Reproduce, word for word, the full passage about British Columbia's COVID-19 restrictions and when the province might reopen.
Top of Reading passage
British Columbia’s ability to meet the guidelines is mixed. The province has relatively few cases and compared to many jurisdictions appears to so far have transmission under control.
And earlier modelling found the province had the health-care capacity to handle an outbreak like northern Italy’s, if only just barely and after cancelling a large number of scheduled surgeries to create space in the province’s hospitals.
But there are still outbreaks at at least 20 long-term care facilities in the Lower Mainland and Fraser Valley, plus another at the federal prison at Mission.
Nor is it clear that workplaces and schools have what they need to reopen.
It should be no surprise that officials are warning the province remains far from lifting restrictions.
Premier John Horgan said B.C. has done relatively well because the restrictions the government has put in place and steps taken by individuals are working.
“If it were not for these measures, the outcomes would have been far different,” he said. “Were it not for the collective effort of British Columbians, we would have seen a different outcome. That’s obviously transparent when you look to the south of us at the United States where there are extraordinary numbers of deaths, numbers of infected, but still no real understanding of where the virus is going.”
Horgan said he wouldn’t set an arbitrary date for reopening schools and other places that have closed.
“We are on our own timeline,” he said. “We have been from the beginning. We saw this early, we addressed it early, and we will perhaps come out from underneath it early, but the science, the data, will direct us in that regard.”
Bottom of Reading passage
Top of Listed records
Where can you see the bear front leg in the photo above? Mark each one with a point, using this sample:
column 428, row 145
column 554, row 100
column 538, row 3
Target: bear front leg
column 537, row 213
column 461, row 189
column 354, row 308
Bottom of Listed records
**Response to the task**
British Columbia’s ability to meet the guidelines is mixed. The province has relatively few cases and compared to many jurisdictions appears to so far have transmission under control.
And earlier modelling found the province had the health-care capacity to handle an outbreak like northern Italy’s, if only just barely and after cancelling a large number of scheduled surgeries to create space in the province’s hospitals.
But there are still outbreaks at at least 20 long-term care facilities in the Lower Mainland and Fraser Valley, plus another at the federal prison at Mission.
Nor is it clear that workplaces and schools have what they need to reopen.
It should be no surprise that officials are warning the province remains far from lifting restrictions.
Premier John Horgan said B.C. has done relatively well because the restrictions the government has put in place and steps taken by individuals are working.
“If it were not for these measures, the outcomes would have been far different,” he said. “Were it not for the collective effort of British Columbians, we would have seen a different outcome. That’s obviously transparent when you look to the south of us at the United States where there are extraordinary numbers of deaths, numbers of infected, but still no real understanding of where the virus is going.”
Horgan said he wouldn’t set an arbitrary date for reopening schools and other places that have closed.
“We are on our own timeline,” he said. “We have been from the beginning. We saw this early, we addressed it early, and we will perhaps come out from underneath it early, but the science, the data, will direct us in that regard.”